Quote the entries in full, character for character, without their images.

── Task input ──

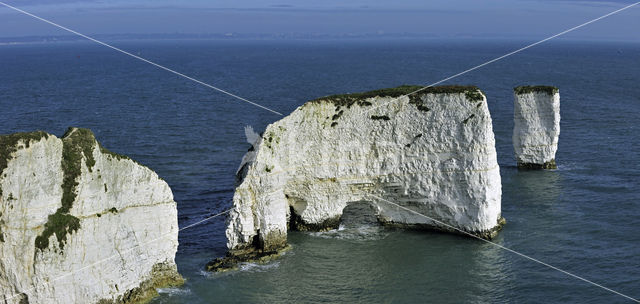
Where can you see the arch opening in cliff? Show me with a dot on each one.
(359, 214)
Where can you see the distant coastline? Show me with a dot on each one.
(21, 40)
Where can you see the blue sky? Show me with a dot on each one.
(528, 19)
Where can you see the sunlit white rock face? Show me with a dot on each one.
(536, 126)
(79, 224)
(433, 153)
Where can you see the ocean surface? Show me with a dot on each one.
(583, 218)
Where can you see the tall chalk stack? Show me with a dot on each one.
(536, 126)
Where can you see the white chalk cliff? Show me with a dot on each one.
(433, 152)
(536, 126)
(79, 224)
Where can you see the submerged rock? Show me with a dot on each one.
(433, 152)
(536, 126)
(80, 224)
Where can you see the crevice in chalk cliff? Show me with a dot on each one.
(77, 144)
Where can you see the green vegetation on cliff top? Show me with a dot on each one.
(472, 93)
(535, 89)
(76, 144)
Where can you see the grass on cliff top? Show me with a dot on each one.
(535, 89)
(472, 93)
(76, 144)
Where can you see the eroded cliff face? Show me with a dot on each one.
(79, 224)
(536, 126)
(433, 153)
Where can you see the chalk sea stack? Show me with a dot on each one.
(536, 126)
(80, 224)
(432, 152)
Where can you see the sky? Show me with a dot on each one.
(526, 19)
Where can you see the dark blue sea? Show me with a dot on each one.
(583, 218)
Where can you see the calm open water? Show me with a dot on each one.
(583, 217)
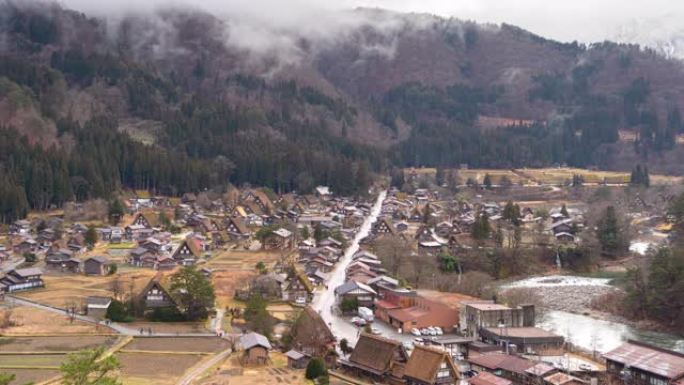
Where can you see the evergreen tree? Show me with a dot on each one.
(315, 369)
(90, 237)
(487, 182)
(610, 234)
(440, 178)
(90, 367)
(481, 228)
(115, 211)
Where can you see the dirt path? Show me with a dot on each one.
(188, 378)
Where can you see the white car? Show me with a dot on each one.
(358, 321)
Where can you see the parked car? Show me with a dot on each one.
(366, 314)
(358, 321)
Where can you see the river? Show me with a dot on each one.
(324, 300)
(587, 332)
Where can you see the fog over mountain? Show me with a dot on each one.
(656, 24)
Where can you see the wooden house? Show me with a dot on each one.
(311, 335)
(298, 288)
(22, 279)
(187, 253)
(376, 358)
(384, 226)
(154, 295)
(97, 265)
(256, 347)
(279, 239)
(430, 366)
(236, 228)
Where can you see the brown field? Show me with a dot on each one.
(26, 376)
(28, 361)
(235, 268)
(54, 344)
(170, 327)
(549, 175)
(276, 373)
(67, 289)
(159, 369)
(180, 344)
(495, 175)
(32, 321)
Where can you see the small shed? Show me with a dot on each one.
(256, 348)
(296, 360)
(96, 307)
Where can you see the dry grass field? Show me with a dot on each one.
(550, 175)
(157, 369)
(52, 361)
(54, 343)
(63, 290)
(235, 268)
(276, 373)
(180, 344)
(32, 321)
(26, 376)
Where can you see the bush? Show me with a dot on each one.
(165, 314)
(316, 368)
(118, 312)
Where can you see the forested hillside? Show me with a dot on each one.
(166, 102)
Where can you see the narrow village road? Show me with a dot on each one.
(324, 301)
(196, 372)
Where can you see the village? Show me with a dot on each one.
(412, 284)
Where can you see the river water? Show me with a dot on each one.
(590, 333)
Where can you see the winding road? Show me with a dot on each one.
(324, 301)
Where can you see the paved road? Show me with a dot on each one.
(12, 265)
(324, 300)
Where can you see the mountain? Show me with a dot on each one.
(181, 100)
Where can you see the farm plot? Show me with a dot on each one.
(234, 269)
(180, 344)
(67, 290)
(159, 369)
(31, 376)
(276, 373)
(31, 361)
(31, 321)
(53, 343)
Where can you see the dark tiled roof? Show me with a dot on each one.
(650, 359)
(374, 352)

───

== Task answer ==
Where can you see the arch opening in cliff? Show me with a dot on each one.
(359, 214)
Where can you see the distant coastline? Show me with a dot on each one.
(21, 40)
Where can you see the blue sky? Show me with a dot on each one.
(528, 19)
Where can you see the sunlit white rock face? Show me with a dot on each one.
(536, 126)
(79, 224)
(433, 153)
Where can you see the ocean surface? Show me with a dot on each one.
(583, 218)
Where can you see the tall chalk stack? Show me with a dot on each one.
(536, 126)
Where can you see the white chalk cliff? Show me with a dot on each one.
(433, 152)
(536, 126)
(79, 224)
Where can you see the submerged rock? Show me with a dot on each one.
(433, 152)
(536, 126)
(80, 224)
Where can you see the crevice in chalk cliff? Show me with a dot on each one.
(77, 144)
Where can you see the green vegetation on cliff top? Show me with a dot on each one.
(472, 93)
(535, 89)
(76, 144)
Where can you see the grass on cliff top? Show me with a dot on each one.
(535, 89)
(472, 93)
(76, 144)
Where can you see the eroded cliff face? Show me with a dot on each one.
(79, 224)
(536, 126)
(433, 153)
Where can you see the chalk sea stack? Show me with a dot on each one.
(536, 126)
(80, 224)
(432, 152)
Where can you see the sky? Show me with a dot on each one.
(526, 19)
Where can you see the dark blue sea? Show me with a dot on each one.
(583, 218)
Where can you see the calm open water? Show me with a dot on each one.
(583, 217)
Where can you see the evergreen tree? Show me with a dot on each one.
(315, 369)
(90, 237)
(487, 182)
(610, 234)
(440, 178)
(90, 367)
(481, 228)
(115, 211)
Where can you see the dirt path? Show me with a dot on each one.
(188, 378)
Where can you see the white car? Show me with a dot on each one.
(358, 321)
Where can you see the parked car? Show me with a dot on each one.
(366, 314)
(358, 321)
Where can you see the river? Show me with a dot on each one.
(324, 300)
(587, 332)
Where can you see the fog over mountain? Show me with a dot on each one.
(656, 24)
Where can you see the wooden house? Show me with a dot on each one.
(311, 335)
(298, 288)
(22, 279)
(187, 253)
(376, 358)
(384, 226)
(154, 295)
(97, 265)
(256, 347)
(279, 239)
(430, 366)
(236, 228)
Where can you see the brown field? Show me with a dot on each one.
(26, 376)
(28, 361)
(235, 268)
(54, 344)
(170, 327)
(549, 175)
(276, 373)
(67, 289)
(159, 369)
(180, 344)
(495, 175)
(32, 321)
Where can you see the small shed? Show me with a dot on each one.
(256, 348)
(296, 360)
(96, 307)
Where can you see the dry grass field? Show me with a dot on each one.
(550, 175)
(157, 369)
(52, 361)
(54, 343)
(63, 290)
(235, 268)
(276, 373)
(180, 344)
(32, 321)
(26, 376)
Where can you see the bush? Show me with a dot on each one.
(165, 314)
(316, 368)
(118, 312)
Where can you see the forested hillside? Show me with a dot on each one.
(166, 102)
Where can you see the narrow village road? Show me with a dot on each one.
(324, 301)
(196, 372)
Where can you see the village? Show me with a dot on each one.
(412, 284)
Where can you see the river water? Show me with a dot on each one.
(590, 333)
Where can you see the winding road? Show me with a dot on each one.
(324, 301)
Where can you see the paved road? Show me with a dot on each one.
(12, 265)
(324, 300)
Where can you see the mountain? Show me with a dot on each one.
(181, 100)
Where can you see the farm plot? Show me with a dot on each one.
(234, 269)
(180, 344)
(67, 290)
(159, 369)
(31, 376)
(276, 373)
(31, 361)
(31, 321)
(53, 343)
Where can you see the dark tiled roof? Show me with a dot on each one.
(650, 359)
(374, 352)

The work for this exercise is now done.